● Exercise prompt
Count the lines in the entries below that contain the string "cream", and reply with only that number.

'''

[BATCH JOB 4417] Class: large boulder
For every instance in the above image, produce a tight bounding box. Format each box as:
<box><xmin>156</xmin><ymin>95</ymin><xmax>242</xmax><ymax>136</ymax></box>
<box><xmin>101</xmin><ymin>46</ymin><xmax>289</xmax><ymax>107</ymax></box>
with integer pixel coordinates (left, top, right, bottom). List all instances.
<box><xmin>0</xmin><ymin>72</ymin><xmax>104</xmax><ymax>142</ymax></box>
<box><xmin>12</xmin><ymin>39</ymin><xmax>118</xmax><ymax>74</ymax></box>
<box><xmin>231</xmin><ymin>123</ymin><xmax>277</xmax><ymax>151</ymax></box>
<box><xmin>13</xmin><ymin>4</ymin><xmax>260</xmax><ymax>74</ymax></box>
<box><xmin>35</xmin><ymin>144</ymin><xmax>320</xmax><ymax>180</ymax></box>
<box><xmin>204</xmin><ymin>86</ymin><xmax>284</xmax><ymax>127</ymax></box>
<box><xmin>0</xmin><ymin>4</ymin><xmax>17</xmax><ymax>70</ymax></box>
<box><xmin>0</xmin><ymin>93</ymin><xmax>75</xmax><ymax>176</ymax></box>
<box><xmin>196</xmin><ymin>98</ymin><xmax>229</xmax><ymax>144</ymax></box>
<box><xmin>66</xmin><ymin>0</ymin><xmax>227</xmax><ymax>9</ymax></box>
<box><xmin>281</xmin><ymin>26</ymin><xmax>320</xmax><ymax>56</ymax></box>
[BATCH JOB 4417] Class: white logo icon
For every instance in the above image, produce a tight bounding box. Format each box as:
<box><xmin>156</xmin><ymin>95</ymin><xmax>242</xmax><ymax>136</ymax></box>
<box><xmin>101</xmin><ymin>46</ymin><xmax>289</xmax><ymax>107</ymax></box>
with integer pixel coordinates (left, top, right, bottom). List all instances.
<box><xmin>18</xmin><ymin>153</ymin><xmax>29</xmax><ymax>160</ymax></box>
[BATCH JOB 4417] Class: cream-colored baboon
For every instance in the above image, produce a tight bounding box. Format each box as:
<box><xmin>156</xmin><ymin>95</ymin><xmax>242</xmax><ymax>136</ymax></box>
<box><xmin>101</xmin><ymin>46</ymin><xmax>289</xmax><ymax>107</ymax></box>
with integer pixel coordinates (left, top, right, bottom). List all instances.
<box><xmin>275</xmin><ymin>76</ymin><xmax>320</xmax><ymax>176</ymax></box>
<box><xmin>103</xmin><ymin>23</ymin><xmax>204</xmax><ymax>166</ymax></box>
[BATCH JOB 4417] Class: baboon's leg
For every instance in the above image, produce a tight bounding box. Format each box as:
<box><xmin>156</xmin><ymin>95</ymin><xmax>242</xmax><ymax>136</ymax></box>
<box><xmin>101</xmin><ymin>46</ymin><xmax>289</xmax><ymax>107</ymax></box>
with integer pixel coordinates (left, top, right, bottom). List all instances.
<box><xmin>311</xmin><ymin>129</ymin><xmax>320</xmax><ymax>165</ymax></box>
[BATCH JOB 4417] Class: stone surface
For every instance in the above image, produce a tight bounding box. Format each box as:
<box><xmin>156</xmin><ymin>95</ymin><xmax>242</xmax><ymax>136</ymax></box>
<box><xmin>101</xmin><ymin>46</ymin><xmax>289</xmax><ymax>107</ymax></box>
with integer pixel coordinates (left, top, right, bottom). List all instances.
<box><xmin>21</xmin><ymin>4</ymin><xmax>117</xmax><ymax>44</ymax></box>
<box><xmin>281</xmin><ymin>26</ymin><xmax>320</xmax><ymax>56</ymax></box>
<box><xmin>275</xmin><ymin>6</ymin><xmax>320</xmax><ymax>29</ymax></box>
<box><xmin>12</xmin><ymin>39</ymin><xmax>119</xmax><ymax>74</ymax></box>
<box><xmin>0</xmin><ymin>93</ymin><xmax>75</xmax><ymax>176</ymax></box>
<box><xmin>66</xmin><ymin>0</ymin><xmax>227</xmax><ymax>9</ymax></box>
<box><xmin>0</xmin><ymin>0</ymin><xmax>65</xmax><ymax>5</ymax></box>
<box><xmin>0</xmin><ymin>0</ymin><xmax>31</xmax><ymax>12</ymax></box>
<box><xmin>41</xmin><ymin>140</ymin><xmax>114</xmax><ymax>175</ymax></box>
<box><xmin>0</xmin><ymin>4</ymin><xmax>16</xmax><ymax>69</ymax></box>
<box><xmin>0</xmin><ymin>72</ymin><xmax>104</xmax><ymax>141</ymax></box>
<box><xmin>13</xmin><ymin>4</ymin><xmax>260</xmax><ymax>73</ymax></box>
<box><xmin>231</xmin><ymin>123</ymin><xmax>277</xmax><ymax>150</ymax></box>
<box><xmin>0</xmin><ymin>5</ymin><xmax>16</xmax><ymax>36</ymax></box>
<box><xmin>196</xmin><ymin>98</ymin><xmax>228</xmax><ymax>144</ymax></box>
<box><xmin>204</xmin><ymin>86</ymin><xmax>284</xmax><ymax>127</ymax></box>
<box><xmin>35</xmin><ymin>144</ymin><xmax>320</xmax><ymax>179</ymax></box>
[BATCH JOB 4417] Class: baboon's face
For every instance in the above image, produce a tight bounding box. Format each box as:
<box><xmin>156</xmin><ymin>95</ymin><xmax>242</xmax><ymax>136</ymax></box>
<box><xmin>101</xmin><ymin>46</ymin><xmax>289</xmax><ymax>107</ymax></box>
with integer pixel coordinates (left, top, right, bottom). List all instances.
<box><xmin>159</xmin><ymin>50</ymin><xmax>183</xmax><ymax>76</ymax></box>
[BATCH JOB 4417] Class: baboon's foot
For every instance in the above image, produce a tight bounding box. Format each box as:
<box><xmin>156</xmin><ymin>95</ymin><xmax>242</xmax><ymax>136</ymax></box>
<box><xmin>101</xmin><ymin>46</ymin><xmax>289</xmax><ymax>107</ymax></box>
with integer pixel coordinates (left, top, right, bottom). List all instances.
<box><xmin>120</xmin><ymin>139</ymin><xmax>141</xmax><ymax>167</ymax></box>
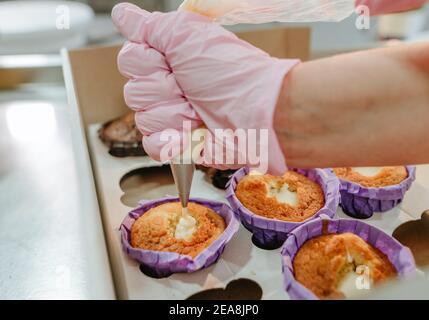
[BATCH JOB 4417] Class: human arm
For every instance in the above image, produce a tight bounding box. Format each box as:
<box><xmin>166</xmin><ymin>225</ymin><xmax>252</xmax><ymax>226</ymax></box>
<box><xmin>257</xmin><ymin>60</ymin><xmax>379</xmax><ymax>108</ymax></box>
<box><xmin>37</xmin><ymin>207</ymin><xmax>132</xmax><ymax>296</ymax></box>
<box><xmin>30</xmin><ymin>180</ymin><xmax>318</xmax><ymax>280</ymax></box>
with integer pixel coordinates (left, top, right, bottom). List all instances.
<box><xmin>274</xmin><ymin>43</ymin><xmax>429</xmax><ymax>167</ymax></box>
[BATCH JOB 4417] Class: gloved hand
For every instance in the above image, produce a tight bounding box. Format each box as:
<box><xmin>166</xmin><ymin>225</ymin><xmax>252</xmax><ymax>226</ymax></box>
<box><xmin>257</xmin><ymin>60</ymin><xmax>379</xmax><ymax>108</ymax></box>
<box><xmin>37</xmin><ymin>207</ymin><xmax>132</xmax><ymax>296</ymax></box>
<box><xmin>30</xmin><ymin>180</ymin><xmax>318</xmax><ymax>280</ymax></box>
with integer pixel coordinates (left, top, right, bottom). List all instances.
<box><xmin>112</xmin><ymin>3</ymin><xmax>299</xmax><ymax>174</ymax></box>
<box><xmin>356</xmin><ymin>0</ymin><xmax>428</xmax><ymax>16</ymax></box>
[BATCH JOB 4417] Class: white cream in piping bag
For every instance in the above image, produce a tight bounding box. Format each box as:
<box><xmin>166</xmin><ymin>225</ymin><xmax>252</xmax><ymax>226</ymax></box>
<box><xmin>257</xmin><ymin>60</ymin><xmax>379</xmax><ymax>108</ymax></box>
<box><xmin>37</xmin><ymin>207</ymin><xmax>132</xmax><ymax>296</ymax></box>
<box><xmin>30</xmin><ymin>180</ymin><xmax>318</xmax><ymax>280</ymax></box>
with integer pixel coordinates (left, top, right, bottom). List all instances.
<box><xmin>267</xmin><ymin>182</ymin><xmax>298</xmax><ymax>206</ymax></box>
<box><xmin>338</xmin><ymin>252</ymin><xmax>372</xmax><ymax>299</ymax></box>
<box><xmin>174</xmin><ymin>208</ymin><xmax>197</xmax><ymax>241</ymax></box>
<box><xmin>352</xmin><ymin>167</ymin><xmax>383</xmax><ymax>177</ymax></box>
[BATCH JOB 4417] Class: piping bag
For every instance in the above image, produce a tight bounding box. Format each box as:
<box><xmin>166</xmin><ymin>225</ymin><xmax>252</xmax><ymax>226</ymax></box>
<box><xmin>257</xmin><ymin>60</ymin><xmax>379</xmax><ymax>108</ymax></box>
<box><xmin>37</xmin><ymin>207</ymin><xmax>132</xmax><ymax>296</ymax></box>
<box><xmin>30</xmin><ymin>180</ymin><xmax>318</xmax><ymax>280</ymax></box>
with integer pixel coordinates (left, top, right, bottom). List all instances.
<box><xmin>179</xmin><ymin>0</ymin><xmax>356</xmax><ymax>25</ymax></box>
<box><xmin>170</xmin><ymin>0</ymin><xmax>355</xmax><ymax>235</ymax></box>
<box><xmin>170</xmin><ymin>128</ymin><xmax>204</xmax><ymax>240</ymax></box>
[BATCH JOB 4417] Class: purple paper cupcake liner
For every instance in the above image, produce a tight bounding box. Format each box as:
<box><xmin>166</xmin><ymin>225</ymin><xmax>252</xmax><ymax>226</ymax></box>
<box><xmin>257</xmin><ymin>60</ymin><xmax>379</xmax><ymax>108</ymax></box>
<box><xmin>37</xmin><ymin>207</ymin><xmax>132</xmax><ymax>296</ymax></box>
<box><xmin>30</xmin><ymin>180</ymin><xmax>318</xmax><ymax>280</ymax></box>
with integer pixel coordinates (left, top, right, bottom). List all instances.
<box><xmin>226</xmin><ymin>168</ymin><xmax>340</xmax><ymax>248</ymax></box>
<box><xmin>120</xmin><ymin>197</ymin><xmax>240</xmax><ymax>278</ymax></box>
<box><xmin>339</xmin><ymin>166</ymin><xmax>416</xmax><ymax>219</ymax></box>
<box><xmin>281</xmin><ymin>219</ymin><xmax>416</xmax><ymax>300</ymax></box>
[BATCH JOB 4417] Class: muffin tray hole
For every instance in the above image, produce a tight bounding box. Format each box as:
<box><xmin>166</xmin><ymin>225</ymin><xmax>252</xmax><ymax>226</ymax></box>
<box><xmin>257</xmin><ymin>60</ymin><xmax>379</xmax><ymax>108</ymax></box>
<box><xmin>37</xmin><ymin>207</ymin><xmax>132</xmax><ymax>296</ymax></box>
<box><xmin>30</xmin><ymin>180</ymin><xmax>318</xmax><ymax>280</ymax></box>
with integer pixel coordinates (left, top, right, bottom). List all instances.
<box><xmin>139</xmin><ymin>264</ymin><xmax>171</xmax><ymax>279</ymax></box>
<box><xmin>393</xmin><ymin>210</ymin><xmax>429</xmax><ymax>267</ymax></box>
<box><xmin>252</xmin><ymin>234</ymin><xmax>283</xmax><ymax>250</ymax></box>
<box><xmin>187</xmin><ymin>278</ymin><xmax>263</xmax><ymax>300</ymax></box>
<box><xmin>119</xmin><ymin>166</ymin><xmax>177</xmax><ymax>208</ymax></box>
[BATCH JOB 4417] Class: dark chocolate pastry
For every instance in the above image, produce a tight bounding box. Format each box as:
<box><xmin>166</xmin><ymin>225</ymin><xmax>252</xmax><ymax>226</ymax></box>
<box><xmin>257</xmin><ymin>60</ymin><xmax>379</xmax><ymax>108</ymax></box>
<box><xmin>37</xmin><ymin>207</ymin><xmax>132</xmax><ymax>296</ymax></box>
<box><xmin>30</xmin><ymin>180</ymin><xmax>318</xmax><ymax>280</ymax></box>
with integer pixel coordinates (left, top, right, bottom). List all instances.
<box><xmin>98</xmin><ymin>112</ymin><xmax>147</xmax><ymax>158</ymax></box>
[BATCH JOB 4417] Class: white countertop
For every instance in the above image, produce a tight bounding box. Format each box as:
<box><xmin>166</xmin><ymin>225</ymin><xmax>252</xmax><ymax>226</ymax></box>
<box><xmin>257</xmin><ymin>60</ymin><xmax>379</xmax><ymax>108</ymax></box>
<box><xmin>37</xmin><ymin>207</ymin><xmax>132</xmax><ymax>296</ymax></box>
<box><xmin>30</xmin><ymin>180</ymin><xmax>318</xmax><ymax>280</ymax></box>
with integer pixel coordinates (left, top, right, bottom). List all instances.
<box><xmin>0</xmin><ymin>85</ymin><xmax>115</xmax><ymax>299</ymax></box>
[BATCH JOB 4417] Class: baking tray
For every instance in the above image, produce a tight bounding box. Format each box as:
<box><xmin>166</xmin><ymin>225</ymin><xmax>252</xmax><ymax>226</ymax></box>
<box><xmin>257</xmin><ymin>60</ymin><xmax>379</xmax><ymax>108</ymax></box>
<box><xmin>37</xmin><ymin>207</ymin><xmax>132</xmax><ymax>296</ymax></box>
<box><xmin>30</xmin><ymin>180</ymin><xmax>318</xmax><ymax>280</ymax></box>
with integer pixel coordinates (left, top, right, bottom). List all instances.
<box><xmin>88</xmin><ymin>124</ymin><xmax>429</xmax><ymax>299</ymax></box>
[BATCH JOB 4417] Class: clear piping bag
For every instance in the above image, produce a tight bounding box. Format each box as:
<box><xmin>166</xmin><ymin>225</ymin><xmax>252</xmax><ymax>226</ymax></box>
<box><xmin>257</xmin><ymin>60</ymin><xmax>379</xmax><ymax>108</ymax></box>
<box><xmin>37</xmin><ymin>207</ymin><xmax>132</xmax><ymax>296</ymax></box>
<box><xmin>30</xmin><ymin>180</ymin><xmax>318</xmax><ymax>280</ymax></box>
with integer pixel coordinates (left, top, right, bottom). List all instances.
<box><xmin>179</xmin><ymin>0</ymin><xmax>355</xmax><ymax>25</ymax></box>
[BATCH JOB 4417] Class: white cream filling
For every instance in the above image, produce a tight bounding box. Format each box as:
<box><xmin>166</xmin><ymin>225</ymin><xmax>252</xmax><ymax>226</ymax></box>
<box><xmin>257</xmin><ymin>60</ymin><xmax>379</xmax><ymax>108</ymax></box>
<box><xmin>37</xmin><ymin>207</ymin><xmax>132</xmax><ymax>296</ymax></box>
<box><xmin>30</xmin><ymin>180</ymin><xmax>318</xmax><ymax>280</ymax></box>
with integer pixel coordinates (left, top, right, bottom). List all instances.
<box><xmin>352</xmin><ymin>167</ymin><xmax>383</xmax><ymax>177</ymax></box>
<box><xmin>338</xmin><ymin>252</ymin><xmax>372</xmax><ymax>299</ymax></box>
<box><xmin>174</xmin><ymin>208</ymin><xmax>197</xmax><ymax>241</ymax></box>
<box><xmin>267</xmin><ymin>182</ymin><xmax>298</xmax><ymax>206</ymax></box>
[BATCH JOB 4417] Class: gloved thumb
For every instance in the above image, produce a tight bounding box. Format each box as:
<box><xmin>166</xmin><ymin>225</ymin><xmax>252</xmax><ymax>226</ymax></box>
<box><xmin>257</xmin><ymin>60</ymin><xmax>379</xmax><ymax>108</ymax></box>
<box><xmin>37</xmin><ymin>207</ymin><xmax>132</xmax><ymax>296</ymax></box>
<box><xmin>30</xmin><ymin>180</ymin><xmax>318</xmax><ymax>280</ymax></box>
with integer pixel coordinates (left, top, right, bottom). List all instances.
<box><xmin>112</xmin><ymin>2</ymin><xmax>151</xmax><ymax>43</ymax></box>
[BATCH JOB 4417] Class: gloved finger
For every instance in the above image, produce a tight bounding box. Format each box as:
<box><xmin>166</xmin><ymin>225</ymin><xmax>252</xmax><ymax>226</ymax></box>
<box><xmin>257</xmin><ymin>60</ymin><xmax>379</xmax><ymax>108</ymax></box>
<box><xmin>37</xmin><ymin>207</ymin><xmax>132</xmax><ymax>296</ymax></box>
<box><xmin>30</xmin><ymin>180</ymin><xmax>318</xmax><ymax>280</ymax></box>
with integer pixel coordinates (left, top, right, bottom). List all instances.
<box><xmin>143</xmin><ymin>129</ymin><xmax>189</xmax><ymax>163</ymax></box>
<box><xmin>124</xmin><ymin>71</ymin><xmax>183</xmax><ymax>112</ymax></box>
<box><xmin>118</xmin><ymin>42</ymin><xmax>171</xmax><ymax>79</ymax></box>
<box><xmin>136</xmin><ymin>99</ymin><xmax>202</xmax><ymax>136</ymax></box>
<box><xmin>133</xmin><ymin>11</ymin><xmax>211</xmax><ymax>53</ymax></box>
<box><xmin>112</xmin><ymin>3</ymin><xmax>151</xmax><ymax>43</ymax></box>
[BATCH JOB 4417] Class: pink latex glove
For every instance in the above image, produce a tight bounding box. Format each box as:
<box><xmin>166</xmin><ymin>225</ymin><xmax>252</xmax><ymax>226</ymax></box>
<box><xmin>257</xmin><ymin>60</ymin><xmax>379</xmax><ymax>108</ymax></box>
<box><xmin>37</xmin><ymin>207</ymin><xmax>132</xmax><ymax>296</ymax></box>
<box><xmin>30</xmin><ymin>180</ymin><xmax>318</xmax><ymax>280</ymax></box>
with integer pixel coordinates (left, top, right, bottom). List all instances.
<box><xmin>356</xmin><ymin>0</ymin><xmax>428</xmax><ymax>16</ymax></box>
<box><xmin>112</xmin><ymin>3</ymin><xmax>299</xmax><ymax>174</ymax></box>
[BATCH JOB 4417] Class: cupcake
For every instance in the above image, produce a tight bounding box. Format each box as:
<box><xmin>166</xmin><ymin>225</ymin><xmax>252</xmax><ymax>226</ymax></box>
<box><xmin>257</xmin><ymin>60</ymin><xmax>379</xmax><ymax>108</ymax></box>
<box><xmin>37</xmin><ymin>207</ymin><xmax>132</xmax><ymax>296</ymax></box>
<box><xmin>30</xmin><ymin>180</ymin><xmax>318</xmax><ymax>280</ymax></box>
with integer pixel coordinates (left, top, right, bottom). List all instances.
<box><xmin>120</xmin><ymin>198</ymin><xmax>239</xmax><ymax>278</ymax></box>
<box><xmin>282</xmin><ymin>219</ymin><xmax>415</xmax><ymax>299</ymax></box>
<box><xmin>131</xmin><ymin>202</ymin><xmax>225</xmax><ymax>258</ymax></box>
<box><xmin>333</xmin><ymin>166</ymin><xmax>415</xmax><ymax>219</ymax></box>
<box><xmin>98</xmin><ymin>112</ymin><xmax>146</xmax><ymax>157</ymax></box>
<box><xmin>196</xmin><ymin>165</ymin><xmax>237</xmax><ymax>190</ymax></box>
<box><xmin>235</xmin><ymin>171</ymin><xmax>325</xmax><ymax>222</ymax></box>
<box><xmin>227</xmin><ymin>168</ymin><xmax>339</xmax><ymax>249</ymax></box>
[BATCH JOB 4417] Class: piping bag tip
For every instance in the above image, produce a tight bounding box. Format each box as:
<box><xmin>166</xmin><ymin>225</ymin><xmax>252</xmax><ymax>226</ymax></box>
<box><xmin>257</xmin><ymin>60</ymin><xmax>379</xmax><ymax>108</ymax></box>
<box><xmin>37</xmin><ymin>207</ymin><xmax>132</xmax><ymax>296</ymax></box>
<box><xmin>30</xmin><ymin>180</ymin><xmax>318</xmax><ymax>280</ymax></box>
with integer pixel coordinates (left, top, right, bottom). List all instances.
<box><xmin>170</xmin><ymin>162</ymin><xmax>195</xmax><ymax>213</ymax></box>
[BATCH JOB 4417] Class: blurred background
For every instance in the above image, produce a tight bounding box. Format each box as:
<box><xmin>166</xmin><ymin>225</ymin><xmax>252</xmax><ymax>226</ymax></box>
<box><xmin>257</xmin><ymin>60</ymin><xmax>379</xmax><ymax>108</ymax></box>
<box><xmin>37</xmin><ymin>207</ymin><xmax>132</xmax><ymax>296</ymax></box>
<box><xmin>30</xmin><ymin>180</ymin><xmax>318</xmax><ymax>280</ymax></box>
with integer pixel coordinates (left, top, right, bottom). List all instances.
<box><xmin>0</xmin><ymin>0</ymin><xmax>429</xmax><ymax>88</ymax></box>
<box><xmin>0</xmin><ymin>0</ymin><xmax>429</xmax><ymax>299</ymax></box>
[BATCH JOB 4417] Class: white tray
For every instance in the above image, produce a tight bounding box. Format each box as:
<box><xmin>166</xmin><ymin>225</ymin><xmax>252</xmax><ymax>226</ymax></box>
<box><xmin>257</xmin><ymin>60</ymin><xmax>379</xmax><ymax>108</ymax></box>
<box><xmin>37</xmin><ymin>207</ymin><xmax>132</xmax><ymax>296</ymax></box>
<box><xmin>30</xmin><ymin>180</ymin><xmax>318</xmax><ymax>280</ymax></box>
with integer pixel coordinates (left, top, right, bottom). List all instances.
<box><xmin>88</xmin><ymin>125</ymin><xmax>429</xmax><ymax>299</ymax></box>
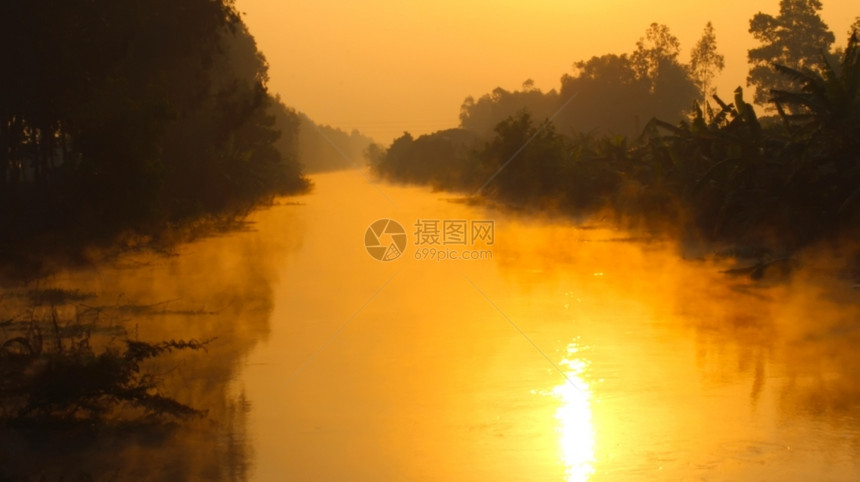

'''

● Exercise answer
3